Source extract =>
════════════════

Radical, I know. My shed is not a garden room, it is not a garden workshop, I don’t air bn’b it, I don’t work in it. I tend seeds in it, I store my relatively newly restored deck chairs, I hang about with bulbs in it.
It is a potting shed. It’s full of pots and seed trays. I’ve just planted my seeds. It’s a place of hope and discovery.
The shed has been there since I moved to Kensal Green/Harlesden in 1995. It was delightfully ramshackle. A little bit of decadence at the end of the garden. I had a romantic ideal around it – it represented my very own crumbling palace. The green painted wood was falling off but I’d put a window box of daffodils on the ledge outside and think it was gorgeous.
Only gradually over the years, it became more and more crammed with stuff that my flat couldn’t take. I don’t have much storage. It became seedy instead of delightfully ramshackle. One of my favourite words, by the way.
The roof was leaking. The foxes sneaked in via a hole in the brickwork. The romantic aspects were failing.
Finally in 2022, I faced up to the fact that it needed a renovation. I thought about a flat pack new one. But this one had brick walls and was substantial. No, I’d go for a doing up. I eventually found a builder and his young lads. It took a long time. Several months. Builders are always doing several jobs. I had them tramping through my house a bit too much.

════════════════

Records supplied =>
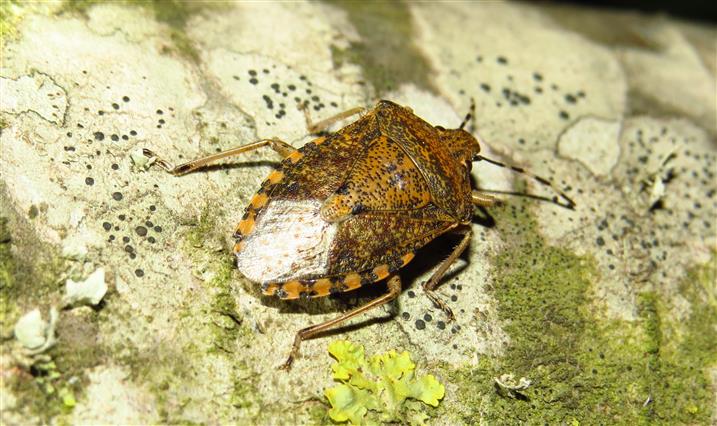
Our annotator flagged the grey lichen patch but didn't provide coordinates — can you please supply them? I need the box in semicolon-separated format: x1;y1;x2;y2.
329;1;436;97
56;0;217;63
0;201;95;422
0;72;67;125
558;117;620;176
410;3;626;152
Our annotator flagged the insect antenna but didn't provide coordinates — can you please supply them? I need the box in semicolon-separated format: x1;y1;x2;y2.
473;154;576;210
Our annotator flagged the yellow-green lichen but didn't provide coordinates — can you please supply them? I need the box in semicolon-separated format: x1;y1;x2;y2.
446;201;717;424
58;0;207;62
325;340;445;424
330;1;435;96
640;252;717;424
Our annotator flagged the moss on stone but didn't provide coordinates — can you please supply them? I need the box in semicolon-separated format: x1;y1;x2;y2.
446;201;717;424
330;1;437;96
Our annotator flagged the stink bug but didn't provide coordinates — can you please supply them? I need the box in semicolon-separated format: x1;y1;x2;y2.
144;100;574;369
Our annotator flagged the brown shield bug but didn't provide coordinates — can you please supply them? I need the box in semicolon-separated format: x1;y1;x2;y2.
144;100;575;369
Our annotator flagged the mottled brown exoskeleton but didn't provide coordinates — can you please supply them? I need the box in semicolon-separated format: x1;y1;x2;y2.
145;100;574;368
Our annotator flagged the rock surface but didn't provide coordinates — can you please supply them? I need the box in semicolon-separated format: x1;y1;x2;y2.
0;1;717;424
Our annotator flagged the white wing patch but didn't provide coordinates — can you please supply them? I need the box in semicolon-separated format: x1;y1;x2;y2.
237;200;337;283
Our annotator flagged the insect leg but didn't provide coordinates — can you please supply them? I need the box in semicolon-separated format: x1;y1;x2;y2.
471;191;498;207
423;228;473;321
472;154;576;210
142;138;296;176
299;103;366;134
280;274;401;370
458;98;476;129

════════════════

Request => Summarize the piece about the potting shed in three sentences.

Answer => The writer's shed is a potting shed for tending seeds, storing restored deck chairs and handling bulbs, not a garden room or workshop. It has stood there since the writer moved to Kensal Green/Harlesden in 1995, and over the years it went from delightfully ramshackle to seedy, crammed with stuff, with a leaking roof and foxes getting in through a hole in the brickwork. In 2022 the writer chose to renovate the substantial brick-walled shed rather than buy a flat pack one, and a builder and his young lads took several months on the job.